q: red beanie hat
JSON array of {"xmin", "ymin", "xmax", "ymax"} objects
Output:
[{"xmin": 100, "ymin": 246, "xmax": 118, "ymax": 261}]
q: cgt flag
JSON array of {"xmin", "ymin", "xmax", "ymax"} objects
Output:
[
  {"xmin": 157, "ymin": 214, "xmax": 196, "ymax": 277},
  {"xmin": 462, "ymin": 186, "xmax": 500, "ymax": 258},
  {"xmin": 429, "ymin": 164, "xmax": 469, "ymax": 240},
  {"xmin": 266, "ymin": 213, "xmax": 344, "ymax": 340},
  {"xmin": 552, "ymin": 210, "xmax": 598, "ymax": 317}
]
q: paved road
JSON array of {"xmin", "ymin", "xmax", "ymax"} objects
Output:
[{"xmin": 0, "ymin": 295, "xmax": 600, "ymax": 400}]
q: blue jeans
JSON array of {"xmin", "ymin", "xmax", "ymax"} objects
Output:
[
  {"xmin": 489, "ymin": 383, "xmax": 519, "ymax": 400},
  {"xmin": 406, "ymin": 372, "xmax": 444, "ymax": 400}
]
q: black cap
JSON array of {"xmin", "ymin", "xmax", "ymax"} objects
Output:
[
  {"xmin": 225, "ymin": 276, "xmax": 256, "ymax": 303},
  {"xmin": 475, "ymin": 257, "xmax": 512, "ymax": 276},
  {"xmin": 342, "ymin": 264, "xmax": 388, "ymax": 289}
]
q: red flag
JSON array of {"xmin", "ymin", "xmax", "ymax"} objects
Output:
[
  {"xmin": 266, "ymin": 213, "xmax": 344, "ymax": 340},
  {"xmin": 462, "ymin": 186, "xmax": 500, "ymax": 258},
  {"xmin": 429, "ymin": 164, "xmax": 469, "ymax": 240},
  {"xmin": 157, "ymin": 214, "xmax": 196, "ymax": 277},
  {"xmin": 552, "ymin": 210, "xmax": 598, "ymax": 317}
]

#####

## PROBLEM TO WORK ON
Rewrite all of the rows above, changing each "Output" to "Result" and leaving everything else unchanged.

## FINAL RESULT
q: red beanie hat
JSON array of {"xmin", "ymin", "xmax", "ymax"} objects
Result:
[{"xmin": 100, "ymin": 246, "xmax": 118, "ymax": 261}]
q: cgt flag
JSON array of {"xmin", "ymin", "xmax", "ymax"} objects
Result:
[
  {"xmin": 157, "ymin": 214, "xmax": 196, "ymax": 277},
  {"xmin": 462, "ymin": 186, "xmax": 500, "ymax": 258},
  {"xmin": 429, "ymin": 164, "xmax": 469, "ymax": 240},
  {"xmin": 266, "ymin": 213, "xmax": 344, "ymax": 340},
  {"xmin": 552, "ymin": 210, "xmax": 598, "ymax": 317}
]
q: paved road
JSON array of {"xmin", "ymin", "xmax", "ymax"} objects
Result:
[{"xmin": 0, "ymin": 295, "xmax": 600, "ymax": 400}]
q: blue jeans
JSON array of {"xmin", "ymin", "xmax", "ymax"} objects
Result:
[
  {"xmin": 489, "ymin": 383, "xmax": 519, "ymax": 400},
  {"xmin": 406, "ymin": 372, "xmax": 444, "ymax": 400}
]
q: black cap
JSON array of {"xmin", "ymin", "xmax", "ymax"} objects
Result:
[
  {"xmin": 225, "ymin": 276, "xmax": 256, "ymax": 303},
  {"xmin": 475, "ymin": 257, "xmax": 512, "ymax": 276},
  {"xmin": 342, "ymin": 264, "xmax": 388, "ymax": 289}
]
q: red flag
JSON array of {"xmin", "ymin", "xmax", "ymax"} objects
Result:
[
  {"xmin": 266, "ymin": 213, "xmax": 344, "ymax": 340},
  {"xmin": 462, "ymin": 186, "xmax": 500, "ymax": 258},
  {"xmin": 429, "ymin": 164, "xmax": 469, "ymax": 240},
  {"xmin": 157, "ymin": 214, "xmax": 196, "ymax": 277},
  {"xmin": 552, "ymin": 210, "xmax": 598, "ymax": 317}
]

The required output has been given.